Metro Movies 12 Shutters After 27 Years Screening for Middletown Residents and Students

“Coming Soon” posters outside Metro Movies 12 at 140. Main Street, featuring no films. c/o Anabel Goode

University students and Middletown residents can no longer walk down Main Street to watch the year’s Oscar-nominated films or the newest James Bond, as neighborhood staple Metro Movies 12 bid goodbye to the town on Monday, Jan. 5, without any publicized cause for the closure. 

Theatergoers were informed of the unexpected closure via a short announcement posted to the Metro Movies 12 website, Instagram, and Facebook accounts. Notably, there was no mention of refunds for ticket holders. 

“Metro Movies 12 is closed,” the post wrote. “Thank you to our incredible community for years of movie memories.” 

Originally Destinta Theatres, Metro Movies 12 opened in 1999 at 140 Main St. in the Metro Square Shopping Center. A 2012 renovation brought changes to the theater, including a new digital projector and an updated look. 

“Even fans of the older 35mm format can agree that if there was one place that needed a change, it was Destinta,” said a 2012 review of the renovation published in The Argus. Since then, however, Metro Movies 12 has been a gathering place for students looking to watch the latest blockbuster or indie drama.

Customers weren’t the only ones surprised by the closure. According to an investigation by The Middletown Press, employees were not warned of the impending closure. 

Although Metro Movies did not provide a reason for their closure, Vice Chair of Film Studies Michael Slowik ’03 reflected on the attendance and revenue struggles experienced by movie theaters around the country. 

“Even before the pandemic, studios were reducing the number of films they were making each year, and audiences have yet to return to the movies in numbers matching pre-pandemic levels,” Slowik wrote in an email to The Argus. “If you own a multiplex, you reach a point where you worry that you simply aren’t receiving enough product to keep your doors open. I hope this situation changes because the movie theater, to me, is still the best way to watch a film, but we’ll see.”

Slowik noted that he enjoyed going to Metro Movies during his time as an undergraduate student at the University.

“It was an easy walk from campus, and it’s where I saw, among other things, ‘Magnolia,’ the movie that more than any other made me want to study films professionally,” Slowik wrote. “So, I’m sad to learn that it’s closing.”

Sam Birtwistle ’28, Campus Ambassador for the film production company NEON, was also not surprised by the theater’s closure. Birtwistle noted low projection standards and higher prices compared to the University’s on-campus theater, the Goldsmith Family Cinema.  

“Everything about the Goldsmith is a really good experience,” Birtwistle said. “I think that drew people away, especially during colder months, [from Metro].”

Some students were hit particularly hard by the loss, including film major Gryphon Magnus ’28. Visiting the theater 32 times in his three semesters at the University, Magnus started a social media series to review his visits and rate each auditorium in the theater complex.  

“There’s just this special, homemade quality of a place like [Metro Movies], which is independently run,” Magnus said. “It feels more personal. I think you could see the detractive downsides of that in the theater quality sometimes, but I’m willing to make that exchange for that feeling.”

It remains unclear what will become of the place that was once a Middletown staple.

Excerpted data:
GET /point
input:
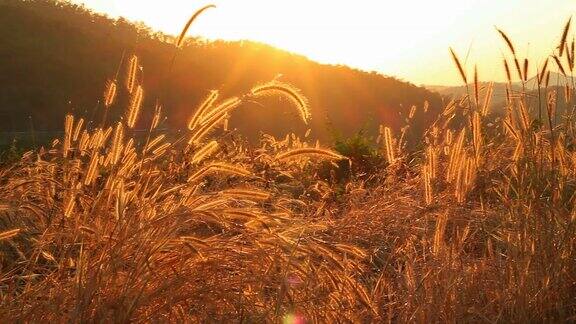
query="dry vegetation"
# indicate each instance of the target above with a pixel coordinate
(478, 226)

Activity list:
- 1) Using the Metro Movies 12 article, say whether each statement agrees with it. Answer yes or no and quote the deciding words. (a) The theater opened in 1999. (b) The closure announcement mentioned refunds for ticket holders. (c) Employees were warned before the closure.
- 2) Turn the paragraph of the Metro Movies 12 article that begins "Originally Destinta Theatres" into a short list that keeps its main facts.
- 3) Reproduce a passage from the Metro Movies 12 article word for word. Begin at the words "Theatergoers were informed" and stop after "an updated look.".
Use only the Metro Movies 12 article, not the rows.

List of answers:
- 1)
(a) Yes: "Metro Movies 12 opened in 1999 at 140 Main St. in the Metro Square Shopping Center."
(b) No: "Notably, there was no mention of refunds for ticket holders."
(c) No: "employees were not warned of the impending closure."

- 2)
- The theater was originally Destinta Theatres.
- It opened in 1999 at 140 Main St. in the Metro Square Shopping Center.
- A 2012 renovation added a new digital projector and an updated look.

- 3)
Theatergoers were informed of the unexpected closure via a short announcement posted to the Metro Movies 12 website, Instagram, and Facebook accounts. Notably, there was no mention of refunds for ticket holders. 

“Metro Movies 12 is closed,” the post wrote. “Thank you to our incredible community for years of movie memories.” 

Originally Destinta Theatres, Metro Movies 12 opened in 1999 at 140 Main St. in the Metro Square Shopping Center. A 2012 renovation brought changes to the theater, including a new digital projector and an updated look.